Point labeling items:

* begin *

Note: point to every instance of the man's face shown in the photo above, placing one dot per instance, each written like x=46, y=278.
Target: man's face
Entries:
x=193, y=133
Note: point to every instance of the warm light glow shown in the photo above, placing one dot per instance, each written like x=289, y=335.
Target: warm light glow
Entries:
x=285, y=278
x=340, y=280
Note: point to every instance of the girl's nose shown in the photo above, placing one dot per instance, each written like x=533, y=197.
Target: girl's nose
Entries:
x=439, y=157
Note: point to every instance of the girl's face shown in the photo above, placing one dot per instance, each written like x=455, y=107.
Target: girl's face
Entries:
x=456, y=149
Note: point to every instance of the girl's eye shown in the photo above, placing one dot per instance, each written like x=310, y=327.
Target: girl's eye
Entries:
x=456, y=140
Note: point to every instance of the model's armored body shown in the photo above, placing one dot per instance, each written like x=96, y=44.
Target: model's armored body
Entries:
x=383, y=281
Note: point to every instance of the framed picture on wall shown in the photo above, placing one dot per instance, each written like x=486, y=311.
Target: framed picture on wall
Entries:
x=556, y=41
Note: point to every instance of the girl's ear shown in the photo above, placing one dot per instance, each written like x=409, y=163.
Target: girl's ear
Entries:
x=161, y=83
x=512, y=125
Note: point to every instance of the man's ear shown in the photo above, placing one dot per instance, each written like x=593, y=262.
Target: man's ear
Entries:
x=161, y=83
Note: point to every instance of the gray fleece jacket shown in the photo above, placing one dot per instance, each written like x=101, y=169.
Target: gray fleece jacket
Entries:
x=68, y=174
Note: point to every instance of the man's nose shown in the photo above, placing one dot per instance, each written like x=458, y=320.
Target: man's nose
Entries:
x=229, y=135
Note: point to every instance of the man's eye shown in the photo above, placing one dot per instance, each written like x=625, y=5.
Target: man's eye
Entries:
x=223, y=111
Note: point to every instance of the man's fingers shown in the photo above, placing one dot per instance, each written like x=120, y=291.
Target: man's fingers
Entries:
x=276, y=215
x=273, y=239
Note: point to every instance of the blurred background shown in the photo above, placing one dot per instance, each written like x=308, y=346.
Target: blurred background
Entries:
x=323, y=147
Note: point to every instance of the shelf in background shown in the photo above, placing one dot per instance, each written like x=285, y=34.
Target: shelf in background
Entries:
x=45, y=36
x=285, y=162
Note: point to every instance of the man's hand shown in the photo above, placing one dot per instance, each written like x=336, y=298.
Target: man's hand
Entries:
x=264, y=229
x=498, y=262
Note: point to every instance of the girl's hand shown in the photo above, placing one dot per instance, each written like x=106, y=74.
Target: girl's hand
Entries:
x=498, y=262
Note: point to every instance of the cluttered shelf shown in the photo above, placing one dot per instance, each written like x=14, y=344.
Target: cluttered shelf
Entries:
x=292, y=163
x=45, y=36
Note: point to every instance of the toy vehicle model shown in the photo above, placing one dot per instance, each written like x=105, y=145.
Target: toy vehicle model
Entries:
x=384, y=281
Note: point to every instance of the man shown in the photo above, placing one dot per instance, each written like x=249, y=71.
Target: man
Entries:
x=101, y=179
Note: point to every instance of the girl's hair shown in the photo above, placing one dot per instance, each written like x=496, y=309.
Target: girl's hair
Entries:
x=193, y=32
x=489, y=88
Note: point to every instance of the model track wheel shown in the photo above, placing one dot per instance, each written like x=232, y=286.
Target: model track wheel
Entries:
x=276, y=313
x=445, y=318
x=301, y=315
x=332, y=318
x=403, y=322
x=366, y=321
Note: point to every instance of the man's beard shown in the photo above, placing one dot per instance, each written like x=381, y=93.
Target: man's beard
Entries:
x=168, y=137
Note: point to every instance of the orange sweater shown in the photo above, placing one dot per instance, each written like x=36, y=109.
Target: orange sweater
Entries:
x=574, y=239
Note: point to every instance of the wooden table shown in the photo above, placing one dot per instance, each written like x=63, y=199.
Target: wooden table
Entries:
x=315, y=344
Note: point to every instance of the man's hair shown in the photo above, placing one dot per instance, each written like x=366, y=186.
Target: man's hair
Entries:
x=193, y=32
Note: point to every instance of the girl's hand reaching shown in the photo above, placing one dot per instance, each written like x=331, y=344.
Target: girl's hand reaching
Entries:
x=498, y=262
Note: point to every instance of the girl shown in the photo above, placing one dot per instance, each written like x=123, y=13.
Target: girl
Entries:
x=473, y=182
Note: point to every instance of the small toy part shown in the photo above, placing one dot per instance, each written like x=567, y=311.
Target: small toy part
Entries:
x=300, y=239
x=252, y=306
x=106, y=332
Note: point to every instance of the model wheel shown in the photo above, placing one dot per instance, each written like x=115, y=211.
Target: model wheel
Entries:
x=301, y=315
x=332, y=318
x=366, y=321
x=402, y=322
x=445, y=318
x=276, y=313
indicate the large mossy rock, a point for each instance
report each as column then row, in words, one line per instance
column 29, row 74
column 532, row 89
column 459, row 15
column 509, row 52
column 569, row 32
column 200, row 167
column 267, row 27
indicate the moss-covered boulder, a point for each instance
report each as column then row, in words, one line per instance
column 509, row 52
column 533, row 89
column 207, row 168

* end *

*EXERCISE*
Rename "Entries" to "Points" everywhere in the items above and reproduce them with nothing else changed.

*EXERCISE RESULT*
Note: point to every instance of the man's face shown in the photo above, placing one dot per instance, each written like x=46, y=278.
Target: man's face
Points:
x=193, y=133
Note: point to every instance of the warm light glow shown in the photo above, placing one dot per instance, each written like x=289, y=335.
Target: warm light glow
Points:
x=285, y=278
x=340, y=280
Note: point to every instance of the girl's nose shown in the photo above, placing one dot per instance, each written like x=533, y=197.
Target: girl's nose
Points:
x=439, y=157
Note: point to every instance of the girl's face shown in the photo above, placing one dot per instance, each written like x=455, y=107.
Target: girl's face
Points:
x=456, y=149
Note: point to every instance of the girl's eye shown in the photo above, placing one dot per instance, each written like x=310, y=327.
Target: girl's eye
Points:
x=456, y=140
Note: point to every instance of the model's armored body shown in the photo above, placing one dot per instance, each written like x=96, y=44.
Target: model's armored body
Points:
x=383, y=281
Note: point to every instance of the framed picture on wall shown in the photo above, placing one dot per instance, each written like x=486, y=311.
Target: framed picture on wall
Points:
x=556, y=41
Note: point to every instance of the girl's ear shown in the photo above, placing one dot per instance, each written like x=409, y=163.
Target: girl's ear
Points:
x=161, y=83
x=512, y=125
Note: point to every instance of the man's ear shown in the photo above, placing one dot per instance, each written like x=593, y=262.
Target: man's ear
Points:
x=161, y=83
Note: point to every instance of the gray fleece jacket shown in the photo above, placing one dot per instance, each written like x=101, y=169.
Target: gray fleece jacket
Points:
x=68, y=174
Note: point to every instance of the man's nose shown in the photo above, placing one dot per instance, each written like x=458, y=320.
Target: man's nose
Points:
x=229, y=135
Note: point to every instance of the man's eye shown in the photo above, placing one dot per instance, each written like x=625, y=5.
Target: man's eye
Points:
x=223, y=111
Note: point to every instance of the man's fingers shown in the photo above, placing one dot per instance, each written like x=120, y=291.
Target: man's fingers
Points:
x=276, y=215
x=273, y=239
Note: point to every instance of the blurred background shown in the photo above, placing one dot per instance, each written like x=308, y=346.
Target: blurred background
Points:
x=323, y=147
Note: point to every instance of the shelf in background shown in the photo above, placing one dot per instance, each written like x=285, y=34.
Target: shelf in background
Points:
x=45, y=36
x=285, y=162
Note: point to every instance of the man's hand shown in the photo above, placing one dot per instance, each written like x=336, y=298.
Target: man's hand
Points:
x=264, y=229
x=498, y=262
Note: point to every instance of the girl's hand shown in the photo above, placing one dot per instance, each written like x=106, y=74.
Target: girl's hand
Points:
x=498, y=262
Note: point to every instance of the cluttered shelf shown in the photo above, placing one dot per instance, each written like x=14, y=344.
Target: cluttered shelf
Points:
x=292, y=163
x=45, y=36
Note: point to every instance of the toy vehicle model shown in the photo above, placing one dot per instance, each written like x=105, y=145.
Target: toy vehicle model
Points:
x=384, y=281
Note: point to every instance of the man shown in the photo above, placing one dot per instance, each written like x=249, y=71.
Target: man
Points:
x=101, y=179
Note: point to every instance of the girl's hair shown in the photo above, placing one dot per instance, each written like x=496, y=309.
Target: girl's hair
Points:
x=193, y=32
x=489, y=88
Note: point to every instance of the model track wheel shown in the photo above, placing one dot per instance, each written like x=232, y=286.
Target: model track wheel
Points:
x=276, y=313
x=445, y=318
x=301, y=315
x=332, y=318
x=403, y=322
x=366, y=321
Note: point to every instance of the man's beard shown in the photo above, placing one dot per instance, each written like x=381, y=93.
Target: man's beard
Points:
x=168, y=137
Note: point to every instance of the orange sweater shown in the photo above, placing one dot per instance, each written like x=36, y=109.
Target: orange sweater
Points:
x=574, y=239
Note: point to every instance of the wooden table shown in the photo above, placing one dot per instance, each written like x=63, y=199.
Target: wooden table
Points:
x=315, y=344
Note: point to every instance of the man's hair shown in the photo above, placing one dot per instance, each written like x=366, y=186.
Target: man's hair
Points:
x=193, y=32
Note: point to every instance of the girl's hand reaching shown in the photo above, placing one dot per instance, each written like x=331, y=344.
Target: girl's hand reaching
Points:
x=498, y=262
Note: point to every instance of the girl shown in the photo above, placing one dot per instance, each written like x=123, y=13.
Target: girl
Points:
x=473, y=182
Note: point to every instance of the small toy part shown in the photo above, placing one dot per instance, each written like x=567, y=311.
Target: small toy part
Points:
x=300, y=239
x=252, y=306
x=106, y=332
Note: point to every instance of the model wheel shown in the photo above, placing one dot per instance, each written like x=115, y=211.
Target: model wheel
Points:
x=301, y=315
x=332, y=318
x=366, y=321
x=402, y=322
x=445, y=318
x=276, y=313
indicate the large mossy rock, a point for each instance
report each as column then row, in words, one line per instance
column 29, row 74
column 532, row 89
column 459, row 15
column 509, row 52
column 569, row 32
column 200, row 167
column 267, row 27
indicate the moss-covered boulder, a point for each instance
report each as column then row, in words, one line per instance
column 509, row 52
column 533, row 89
column 207, row 168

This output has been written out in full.